15-07-2011, 10:08
OLG Saarbrücken Beschluss vom 26.11.2010, 6 WF 118/10
Volltext: http://www.rechtsprechung.saarland.de/cg...sl&nr=3170
Leitsätze:
1. Im Rahmen der Vollstreckung eines Titels zur Herausgabe von Personen oder zur Regelung des Umgangs trägt der daraus Verpflichtete die Feststellungslast dafür, dass er die Zuwiderhandlung nicht zu vertreten hat (§ 89 Abs. 4 S. 1 FamFG).
2. Bei der Bemessung des - nach Maßgabe des von § 89 Abs. 3 S. 1 FamFG eröffneten Rahmens festzusetzenden - Ordnungsgeldes sind Schwere und Ausmaß der Verletzungshandlung, deren Folgen für den Berechtigten, zeitlicher Umfang des Verstoßes, Grad des Verschuldens des Verpflichteten, spezialpräventive Aspekte (was ist erforderlich, damit der Verpflichtete sich künftig titelkonform verhält?) sowie die wirtschaftlichen Verhältnisse des Verpflichteten zu berücksichtigen.
::::
**AUFGABE 1**.
Wer trägt laut dem Textauszug die Feststellungslast dafür, dass er die Zuwiderhandlung nicht zu vertreten hat?
Die Datensätze haben mit dem Textauszug nichts zu tun.
::::
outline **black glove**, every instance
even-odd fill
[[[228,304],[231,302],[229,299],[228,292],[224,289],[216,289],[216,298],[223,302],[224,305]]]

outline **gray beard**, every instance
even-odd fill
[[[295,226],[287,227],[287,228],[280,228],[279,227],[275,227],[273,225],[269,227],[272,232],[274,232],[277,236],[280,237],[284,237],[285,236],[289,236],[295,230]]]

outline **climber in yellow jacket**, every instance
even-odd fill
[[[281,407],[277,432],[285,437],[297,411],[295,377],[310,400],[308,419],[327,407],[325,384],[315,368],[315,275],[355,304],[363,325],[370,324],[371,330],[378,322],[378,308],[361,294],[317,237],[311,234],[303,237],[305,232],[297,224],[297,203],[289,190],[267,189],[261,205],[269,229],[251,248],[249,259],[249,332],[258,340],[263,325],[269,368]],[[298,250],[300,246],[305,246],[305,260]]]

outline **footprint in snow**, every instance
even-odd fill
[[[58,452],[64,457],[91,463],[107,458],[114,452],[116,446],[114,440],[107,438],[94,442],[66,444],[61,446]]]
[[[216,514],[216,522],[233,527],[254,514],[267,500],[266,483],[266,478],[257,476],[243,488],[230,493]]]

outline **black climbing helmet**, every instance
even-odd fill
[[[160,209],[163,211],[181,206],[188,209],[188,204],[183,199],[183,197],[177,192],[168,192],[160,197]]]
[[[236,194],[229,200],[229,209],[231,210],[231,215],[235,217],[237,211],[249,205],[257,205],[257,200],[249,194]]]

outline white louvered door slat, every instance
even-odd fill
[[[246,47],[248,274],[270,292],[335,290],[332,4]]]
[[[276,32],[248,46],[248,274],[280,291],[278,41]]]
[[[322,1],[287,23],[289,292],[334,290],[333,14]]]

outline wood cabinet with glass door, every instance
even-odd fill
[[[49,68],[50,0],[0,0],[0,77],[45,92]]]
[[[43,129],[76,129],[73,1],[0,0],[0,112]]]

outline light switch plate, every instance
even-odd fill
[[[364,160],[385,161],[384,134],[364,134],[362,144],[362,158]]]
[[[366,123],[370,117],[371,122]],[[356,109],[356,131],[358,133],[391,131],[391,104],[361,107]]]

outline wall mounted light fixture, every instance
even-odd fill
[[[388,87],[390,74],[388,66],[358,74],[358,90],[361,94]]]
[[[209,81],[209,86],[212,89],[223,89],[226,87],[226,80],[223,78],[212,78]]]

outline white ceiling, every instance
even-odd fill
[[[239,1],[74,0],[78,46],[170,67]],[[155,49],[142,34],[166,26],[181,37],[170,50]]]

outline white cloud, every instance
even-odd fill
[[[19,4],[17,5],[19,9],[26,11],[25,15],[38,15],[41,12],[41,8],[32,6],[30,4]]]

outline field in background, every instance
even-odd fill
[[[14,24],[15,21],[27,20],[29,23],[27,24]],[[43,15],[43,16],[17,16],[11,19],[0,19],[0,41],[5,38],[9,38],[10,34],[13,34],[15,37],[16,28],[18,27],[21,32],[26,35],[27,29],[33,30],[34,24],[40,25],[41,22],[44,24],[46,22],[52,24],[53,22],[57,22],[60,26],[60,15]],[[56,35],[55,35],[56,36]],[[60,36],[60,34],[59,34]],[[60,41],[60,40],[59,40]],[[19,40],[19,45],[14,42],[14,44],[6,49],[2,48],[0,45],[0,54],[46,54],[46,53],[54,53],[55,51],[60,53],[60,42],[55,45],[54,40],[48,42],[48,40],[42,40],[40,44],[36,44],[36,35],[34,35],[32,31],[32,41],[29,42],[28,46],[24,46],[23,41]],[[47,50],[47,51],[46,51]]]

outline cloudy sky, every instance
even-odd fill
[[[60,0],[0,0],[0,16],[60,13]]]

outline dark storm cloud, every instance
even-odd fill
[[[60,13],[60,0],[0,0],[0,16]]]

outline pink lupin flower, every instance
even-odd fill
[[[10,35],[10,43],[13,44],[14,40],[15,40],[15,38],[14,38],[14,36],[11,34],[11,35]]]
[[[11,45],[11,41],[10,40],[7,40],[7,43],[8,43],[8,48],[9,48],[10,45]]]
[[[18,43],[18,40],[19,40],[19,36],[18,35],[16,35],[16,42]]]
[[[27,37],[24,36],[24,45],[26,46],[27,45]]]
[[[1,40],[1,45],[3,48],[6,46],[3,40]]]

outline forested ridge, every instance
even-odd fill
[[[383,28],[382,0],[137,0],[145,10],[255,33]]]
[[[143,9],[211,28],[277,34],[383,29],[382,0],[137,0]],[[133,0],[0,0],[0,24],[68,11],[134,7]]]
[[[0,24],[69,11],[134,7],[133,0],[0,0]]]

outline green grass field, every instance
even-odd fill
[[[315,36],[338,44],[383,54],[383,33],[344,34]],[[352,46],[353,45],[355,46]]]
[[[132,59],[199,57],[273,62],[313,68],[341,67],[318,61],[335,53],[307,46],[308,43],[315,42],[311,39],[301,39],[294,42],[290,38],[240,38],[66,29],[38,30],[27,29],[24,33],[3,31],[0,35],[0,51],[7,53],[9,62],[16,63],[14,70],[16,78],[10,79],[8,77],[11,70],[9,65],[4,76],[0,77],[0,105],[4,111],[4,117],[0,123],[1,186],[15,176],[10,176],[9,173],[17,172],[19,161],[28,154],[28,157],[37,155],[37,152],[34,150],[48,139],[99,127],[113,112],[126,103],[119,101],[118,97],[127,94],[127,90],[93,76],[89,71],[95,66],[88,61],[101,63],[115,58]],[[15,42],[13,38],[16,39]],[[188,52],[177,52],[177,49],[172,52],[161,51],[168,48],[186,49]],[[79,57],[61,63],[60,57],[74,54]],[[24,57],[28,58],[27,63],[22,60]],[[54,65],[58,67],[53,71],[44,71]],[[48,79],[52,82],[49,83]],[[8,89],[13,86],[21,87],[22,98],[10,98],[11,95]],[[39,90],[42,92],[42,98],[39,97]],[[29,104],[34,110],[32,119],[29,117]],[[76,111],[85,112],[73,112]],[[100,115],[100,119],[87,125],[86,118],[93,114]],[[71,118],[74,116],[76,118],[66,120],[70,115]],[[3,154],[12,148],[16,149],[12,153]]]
::::
**AUFGABE 2**.
Überführe die Datensätze von der Zeile mit "outline forested ridge, every instance" bis zum Ende der Datensätze einschließlich in eine CSV-Datei mit den beiden Spalten "auftrag" und "antwort", eine Zeile pro Datensatz. Setze jedes Feld in Anführungszeichen und ersetze Zeilenumbrüche durch Leerzeichen.

**SCHRIFTLICHE LÖSUNG 1**.
Der aus dem Titel Verpflichtete.

**SCHRIFTLICHE LÖSUNG 2**.
auftrag,antwort
"outline forested ridge, every instance even-odd fill","[[[383,28],[382,0],[137,0],[145,10],[255,33]]] [[[143,9],[211,28],[277,34],[383,29],[382,0],[137,0]],[[133,0],[0,0],[0,24],[68,11],[134,7]]] [[[0,24],[69,11],[134,7],[133,0],[0,0]]]"
"outline green grass field, every instance even-odd fill","[[[315,36],[338,44],[383,54],[383,33],[344,34]],[[352,46],[353,45],[355,46]]] [[[132,59],[199,57],[273,62],[313,68],[341,67],[318,61],[335,53],[307,46],[308,43],[315,42],[311,39],[301,39],[294,42],[290,38],[240,38],[66,29],[38,30],[27,29],[24,33],[3,31],[0,35],[0,51],[7,53],[9,62],[16,63],[14,70],[16,78],[10,79],[8,77],[11,70],[9,65],[4,76],[0,77],[0,105],[4,111],[4,117],[0,123],[1,186],[15,176],[10,176],[9,173],[17,172],[19,161],[28,154],[28,157],[37,155],[37,152],[34,150],[48,139],[99,127],[113,112],[126,103],[119,101],[118,97],[127,94],[127,90],[93,76],[89,71],[95,66],[88,61],[101,63],[115,58]],[[15,42],[13,38],[16,39]],[[188,52],[177,52],[177,49],[172,52],[161,51],[168,48],[186,49]],[[79,57],[61,63],[60,57],[74,54]],[[24,57],[28,58],[27,63],[22,60]],[[54,65],[58,67],[53,71],[44,71]],[[48,79],[52,82],[49,83]],[[8,89],[13,86],[21,87],[22,98],[10,98],[11,95]],[[39,90],[42,92],[42,98],[39,97]],[[29,104],[34,110],[32,119],[29,117]],[[76,111],[85,112],[73,112]],[[100,115],[100,119],[87,125],[86,118],[93,114]],[[71,118],[74,116],[76,118],[66,120],[70,115]],[[3,154],[12,148],[16,149],[12,153]]]"